Give back every row below unchanged, with the pictures left out.
· · ·
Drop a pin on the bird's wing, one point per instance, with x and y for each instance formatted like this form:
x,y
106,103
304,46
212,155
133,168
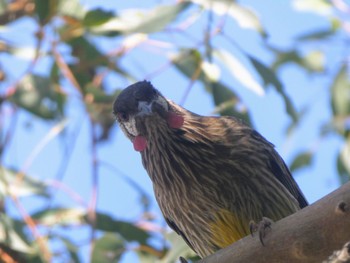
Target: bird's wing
x,y
238,133
280,169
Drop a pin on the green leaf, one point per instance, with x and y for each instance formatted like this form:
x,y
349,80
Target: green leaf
x,y
142,21
10,237
239,71
42,9
71,8
269,77
316,35
189,62
71,248
301,160
97,17
340,92
12,183
109,248
343,162
244,16
228,103
127,230
38,95
60,217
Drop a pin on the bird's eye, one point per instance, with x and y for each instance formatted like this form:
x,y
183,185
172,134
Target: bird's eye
x,y
123,116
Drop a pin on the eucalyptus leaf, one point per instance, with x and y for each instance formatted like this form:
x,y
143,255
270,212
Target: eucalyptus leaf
x,y
11,238
71,8
127,230
59,216
239,71
340,92
245,17
38,95
269,77
97,17
142,21
343,162
108,248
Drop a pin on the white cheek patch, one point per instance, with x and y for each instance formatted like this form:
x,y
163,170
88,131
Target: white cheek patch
x,y
130,126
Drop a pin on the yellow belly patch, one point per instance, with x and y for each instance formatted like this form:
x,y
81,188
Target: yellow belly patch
x,y
228,228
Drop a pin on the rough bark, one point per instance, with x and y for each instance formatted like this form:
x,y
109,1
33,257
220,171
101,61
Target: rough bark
x,y
310,235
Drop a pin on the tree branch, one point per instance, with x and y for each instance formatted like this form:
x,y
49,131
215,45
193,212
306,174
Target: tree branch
x,y
310,235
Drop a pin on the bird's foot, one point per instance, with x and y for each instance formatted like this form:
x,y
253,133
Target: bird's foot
x,y
260,227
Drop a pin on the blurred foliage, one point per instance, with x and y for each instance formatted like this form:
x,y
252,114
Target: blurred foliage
x,y
68,37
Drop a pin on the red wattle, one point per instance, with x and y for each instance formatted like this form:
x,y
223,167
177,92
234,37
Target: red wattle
x,y
140,143
174,120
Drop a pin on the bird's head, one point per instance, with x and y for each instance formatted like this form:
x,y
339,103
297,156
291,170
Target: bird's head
x,y
139,106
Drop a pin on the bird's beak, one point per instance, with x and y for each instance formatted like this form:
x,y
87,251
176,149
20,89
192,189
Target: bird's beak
x,y
159,106
144,108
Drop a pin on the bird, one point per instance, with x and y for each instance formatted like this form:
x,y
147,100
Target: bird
x,y
212,175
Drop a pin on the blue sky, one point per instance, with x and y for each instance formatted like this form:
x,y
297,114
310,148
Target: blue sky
x,y
116,196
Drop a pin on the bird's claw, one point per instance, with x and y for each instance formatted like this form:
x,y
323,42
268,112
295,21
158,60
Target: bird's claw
x,y
260,227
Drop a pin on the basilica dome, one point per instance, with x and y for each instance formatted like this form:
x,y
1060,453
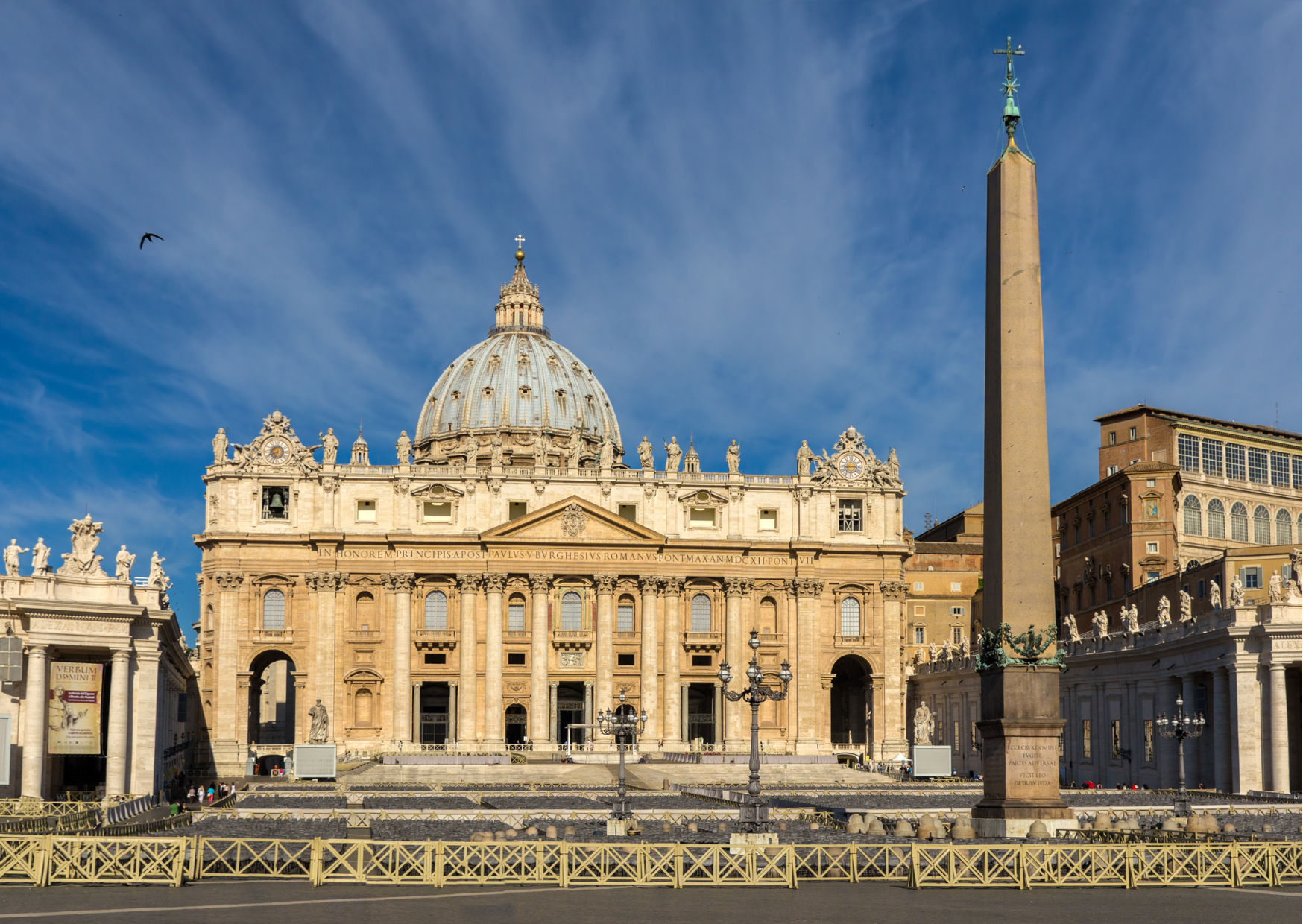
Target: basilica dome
· · ·
SOLUTION TO THE EXERCISE =>
Drop a pin on the bird's wing, one point per instance, with x and y for each instance formatted like this form:
x,y
106,103
304,46
212,155
133,168
Target: bird's wing
x,y
238,133
280,169
Drop a pin on the green leaf, one point per instance, with x and y for each instance formatted like this form:
x,y
349,80
Target: green leaf
x,y
142,21
10,237
239,71
42,9
71,8
269,77
316,35
189,62
71,248
301,160
97,17
340,92
12,183
109,248
343,162
244,16
228,103
127,230
38,95
60,217
Drop a pin on the bird's eye, one point per instance, with x and y for each instance formatted like this form:
x,y
183,185
172,134
Target: bird's eye
x,y
123,116
Drop a pin on the eucalyptus leaf, one point per instance, with x and y for each instance formatted like this form:
x,y
143,255
270,212
Target: eucalyptus leaf
x,y
11,238
71,8
127,230
59,216
239,71
340,92
245,17
38,95
269,77
97,17
142,21
343,162
108,248
Drop a pin on the white cheek patch, one point per instance, with x and y for each instance formatted like this form:
x,y
163,170
88,131
Target: white cheek patch
x,y
130,126
Drop a pin on the yellow belly patch, one point per instance, with x and y for each instance formatted like this form:
x,y
81,188
Target: yellow belly patch
x,y
228,228
Drop a pin on the rough bark, one point per instance, with x and y for each instance formatted like this form:
x,y
109,1
33,257
220,171
101,61
Target: rough bark
x,y
310,235
Drop a pin on the tree branch, one point per instance, with x and y for each instance formatted like this form:
x,y
49,131
215,45
193,212
306,174
Target: tree branch
x,y
310,235
Drop a pin on the bird's foot, one point per instance, with x and y for each instance formatted like this form:
x,y
253,133
Target: bird's foot
x,y
260,227
Drop a pin on the blurred foliage, one point per instance, with x and y for each instance formatted like this form:
x,y
252,114
Target: blurred foliage
x,y
68,37
Drop a pin on the red wattle, one point per instance, with x and y for each instance formatted like this form:
x,y
223,167
177,92
234,37
Target: red wattle
x,y
140,143
174,120
Drop a pin on the bird's head, one point per instance, with x and y for each instance formatted like this form:
x,y
339,103
297,156
291,170
Target: bird's head
x,y
139,106
Drop a pin on the bird's beak, one point per instance, with x and y for each instance formatted like this form:
x,y
87,251
176,149
20,89
192,189
Target: bird's beak
x,y
159,106
144,108
Drop a pin on the bird, one point per instance, with x and y for each instance formatted like this form:
x,y
147,100
Target: bird
x,y
212,175
Drop a pin on the blue sky, one point per instance, with x and y for each instance formatted like this form:
x,y
297,114
310,148
Target: blue sky
x,y
116,196
Drop a pin on the bird's claw, one point per instance, with x and y for each instance formatted like this form:
x,y
323,42
268,112
295,21
158,60
Target: bird's claw
x,y
260,227
Drop a pin on the basilica dome, one point per instance, with x and y for each instance formatted like this form:
x,y
1060,453
Target: basilica dome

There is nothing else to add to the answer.